◆ Supplied data

=======

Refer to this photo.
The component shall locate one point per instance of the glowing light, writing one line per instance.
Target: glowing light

=======

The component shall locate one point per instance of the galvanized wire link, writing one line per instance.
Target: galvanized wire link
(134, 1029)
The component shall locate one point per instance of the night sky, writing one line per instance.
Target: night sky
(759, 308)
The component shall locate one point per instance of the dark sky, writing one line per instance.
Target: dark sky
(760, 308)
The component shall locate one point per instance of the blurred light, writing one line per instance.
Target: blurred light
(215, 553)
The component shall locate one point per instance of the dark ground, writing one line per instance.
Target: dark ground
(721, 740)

=======

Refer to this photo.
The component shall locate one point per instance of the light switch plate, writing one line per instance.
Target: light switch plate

=======

◆ What you have to do
How many lines in the data above contain the string "dark", treating uppercase and lowercase as different? Reply with the number alone.

◆ Problem solution
4